_STATED GOAL_. Restate the records below word for word.

___

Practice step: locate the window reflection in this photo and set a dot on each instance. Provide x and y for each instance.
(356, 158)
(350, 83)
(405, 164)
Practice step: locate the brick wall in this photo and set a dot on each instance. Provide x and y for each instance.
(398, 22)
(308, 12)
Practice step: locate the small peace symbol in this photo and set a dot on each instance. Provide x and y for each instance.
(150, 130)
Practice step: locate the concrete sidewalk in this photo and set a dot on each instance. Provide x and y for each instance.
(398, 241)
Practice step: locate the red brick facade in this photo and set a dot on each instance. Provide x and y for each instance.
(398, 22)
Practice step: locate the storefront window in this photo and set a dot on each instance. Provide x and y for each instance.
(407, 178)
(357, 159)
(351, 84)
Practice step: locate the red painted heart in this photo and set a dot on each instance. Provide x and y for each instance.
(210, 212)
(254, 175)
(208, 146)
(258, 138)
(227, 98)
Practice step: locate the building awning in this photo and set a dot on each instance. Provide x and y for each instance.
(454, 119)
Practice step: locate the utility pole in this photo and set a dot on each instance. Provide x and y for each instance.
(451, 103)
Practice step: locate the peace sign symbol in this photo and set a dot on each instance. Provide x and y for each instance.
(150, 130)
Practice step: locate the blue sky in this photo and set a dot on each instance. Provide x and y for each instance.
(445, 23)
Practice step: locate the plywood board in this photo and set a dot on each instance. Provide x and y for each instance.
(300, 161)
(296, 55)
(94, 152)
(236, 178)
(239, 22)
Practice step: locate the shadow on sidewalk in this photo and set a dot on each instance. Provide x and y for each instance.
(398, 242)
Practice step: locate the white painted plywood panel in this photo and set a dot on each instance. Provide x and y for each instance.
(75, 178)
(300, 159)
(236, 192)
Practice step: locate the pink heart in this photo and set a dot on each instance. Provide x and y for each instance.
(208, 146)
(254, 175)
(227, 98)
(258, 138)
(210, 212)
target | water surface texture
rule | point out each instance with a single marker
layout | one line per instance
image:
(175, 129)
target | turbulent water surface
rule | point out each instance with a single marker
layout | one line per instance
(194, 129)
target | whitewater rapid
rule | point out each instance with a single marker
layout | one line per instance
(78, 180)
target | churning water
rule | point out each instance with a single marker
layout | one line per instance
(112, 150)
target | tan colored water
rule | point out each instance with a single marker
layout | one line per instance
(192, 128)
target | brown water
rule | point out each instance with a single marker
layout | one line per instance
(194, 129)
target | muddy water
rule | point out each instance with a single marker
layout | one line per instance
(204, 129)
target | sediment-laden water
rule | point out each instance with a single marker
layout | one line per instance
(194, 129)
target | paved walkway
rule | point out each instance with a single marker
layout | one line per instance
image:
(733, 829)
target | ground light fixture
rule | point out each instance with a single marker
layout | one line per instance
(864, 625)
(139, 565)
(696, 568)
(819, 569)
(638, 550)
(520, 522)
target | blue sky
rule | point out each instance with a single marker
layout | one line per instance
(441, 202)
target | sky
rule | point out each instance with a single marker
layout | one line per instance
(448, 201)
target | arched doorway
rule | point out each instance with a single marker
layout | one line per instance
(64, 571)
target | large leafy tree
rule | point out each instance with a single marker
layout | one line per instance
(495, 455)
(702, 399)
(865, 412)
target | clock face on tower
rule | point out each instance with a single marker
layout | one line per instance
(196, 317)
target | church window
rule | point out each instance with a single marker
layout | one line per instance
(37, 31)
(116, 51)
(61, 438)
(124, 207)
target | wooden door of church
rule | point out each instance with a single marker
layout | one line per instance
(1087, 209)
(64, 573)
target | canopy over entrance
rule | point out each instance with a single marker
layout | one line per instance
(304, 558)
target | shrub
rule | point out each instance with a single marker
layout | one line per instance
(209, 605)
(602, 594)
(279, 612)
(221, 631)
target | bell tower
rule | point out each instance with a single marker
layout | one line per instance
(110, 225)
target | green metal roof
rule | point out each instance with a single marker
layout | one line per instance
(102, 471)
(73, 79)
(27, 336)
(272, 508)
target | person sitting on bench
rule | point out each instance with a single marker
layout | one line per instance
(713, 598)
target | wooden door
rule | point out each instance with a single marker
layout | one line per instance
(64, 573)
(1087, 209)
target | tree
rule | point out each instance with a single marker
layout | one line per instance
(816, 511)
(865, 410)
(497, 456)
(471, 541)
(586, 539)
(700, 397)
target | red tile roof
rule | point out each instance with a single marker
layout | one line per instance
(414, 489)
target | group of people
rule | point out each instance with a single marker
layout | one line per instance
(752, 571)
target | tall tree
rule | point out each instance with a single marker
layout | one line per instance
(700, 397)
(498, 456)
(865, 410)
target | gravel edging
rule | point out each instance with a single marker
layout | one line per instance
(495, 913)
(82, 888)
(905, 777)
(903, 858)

___

_COMPLETED TASK_.
Practice step: locate the window reflection in this photo and set a dot on each instance. Provide x and y for each instance.
(356, 158)
(350, 83)
(405, 164)
Practice step: locate the brick wall in this photo and set a dot on each instance. Provide x and y for each instance.
(398, 22)
(308, 12)
Practice step: locate the small peace symbol in this photo and set a dot on each instance. Provide x and y for each instance.
(150, 130)
Practice step: locate the concrete sidewalk in this photo and set a dot on each instance. Provide x and y for each instance.
(398, 241)
Practice step: locate the red brick facade in this photo and set a dot on each instance. Provide x and y for each instance.
(398, 22)
Practice step: locate the storefront window in this photo and set a dot on each instance. Provide x and y for each instance.
(407, 178)
(357, 159)
(351, 84)
Practice step: locate the red painted heart in this photo and set a dot on each instance. Provide x and y for each instance.
(210, 212)
(254, 175)
(208, 146)
(258, 138)
(227, 98)
Practice step: locate the building awning in this photo and set a dot on each instance. Provide x and y for each instance.
(454, 119)
Practice step: locate the utility pole in this photo and set a dot on each instance. Provide x and y for each instance.
(451, 103)
Practice step: locate the peace sign symbol in this photo and set a dot on each instance. Provide x and y for each instance.
(150, 130)
Practice step: locate the blue sky in this photo and set a dot on each instance. Provide x and y for each instance.
(445, 23)
Practice step: locate the plywood board in this photo and set a dot on each instance. Provide x and y for each instance.
(300, 161)
(296, 55)
(94, 152)
(236, 178)
(239, 22)
Practice step: locate the shadow on sidewalk in this photo and set a dot on each instance. Provide x and y for each instance.
(398, 242)
Practice step: locate the white painted plywood panel in this photo and set a dot on each instance. Provide x and y for each instance.
(75, 178)
(300, 159)
(236, 192)
Practice step: locate the pink heart in this photo and set a dot on each instance. Provide x and y for each instance.
(208, 146)
(254, 175)
(227, 98)
(258, 138)
(210, 212)
target | water surface texture
rule | point out each instance with a single marker
layout | one line per instance
image:
(175, 129)
target | turbulent water surface
rule | point out each instance with a single marker
layout | one line per instance
(194, 129)
target | whitewater rapid
rule | point out each instance with a single marker
layout | one line per instance
(78, 180)
target | churning water
rule | point out each instance with a single marker
layout | one line per instance
(112, 150)
target | tan colored water
rule | point out each instance with a single marker
layout | one line per instance
(192, 128)
target | brown water
rule | point out each instance with a single marker
layout | one line per instance
(194, 129)
target | muddy water
rule | point out each instance with a single marker
layout | one line per instance
(204, 129)
target | sediment-laden water
rule | point out each instance with a single marker
layout | one line per instance
(194, 129)
target | paved walkway
rule | point out each instance with a single marker
layout | one line per instance
image:
(733, 829)
target | ground light fixture
rule | point out each instance with a single marker
layout | one line per instance
(864, 625)
(139, 565)
(696, 568)
(819, 569)
(638, 550)
(520, 522)
target | blue sky
rule | point out each instance with a single marker
layout | one line per instance
(441, 202)
target | sky
rule | point out each instance with a single marker
layout | one line per instance
(448, 201)
target | arched doorway
rule | point out each instance with a single marker
layout | one line per instance
(64, 571)
target | large leafy tree
rule | point out each instance with a single marker
layout | one line per instance
(495, 455)
(702, 399)
(865, 412)
target | clock face on tower
rule | point out each instance with a single marker
layout | one line per instance
(196, 317)
target | church window
rule | point out each instance with a single marker
layout | one line per instance
(37, 31)
(116, 51)
(61, 438)
(124, 207)
target | wooden door of church
rule | point out each instance with a single marker
layout | one line per instance
(1087, 209)
(64, 573)
target | canopy over entrance
rule | point out each instance with a single marker
layout | one line per instance
(304, 558)
target | shrub
rule | point out each instance with a single marker
layout | one line per instance
(209, 605)
(602, 594)
(279, 612)
(221, 631)
target | bell tower
rule | point out each instance with a single marker
layout | one line per instance
(110, 225)
target | green metal roof
rule | point out each instance with a single marker
layout | one line per instance
(102, 471)
(73, 79)
(27, 336)
(272, 508)
target | person sitting on bench
rule | point out each instance with a single marker
layout | one line per instance
(713, 598)
target | wooden door
rule | point out each instance with a single marker
layout | one line per instance
(64, 573)
(1087, 209)
target | tree
rule | point out each instance with a single marker
layout | one line per instance
(816, 511)
(865, 410)
(497, 456)
(471, 541)
(586, 539)
(700, 397)
target | red tile roof
rule | point out each instance with a single marker
layout | one line per instance
(414, 489)
target | group of people
rule | point out each instance with a single marker
layout | one line per instance
(752, 571)
target | tall tree
rule | point out each instance with a single marker
layout | one line per instance
(700, 397)
(498, 456)
(865, 410)
target | gravel edging
rule | point out each instance with a single marker
layout | one line per instance
(495, 913)
(82, 888)
(905, 777)
(903, 858)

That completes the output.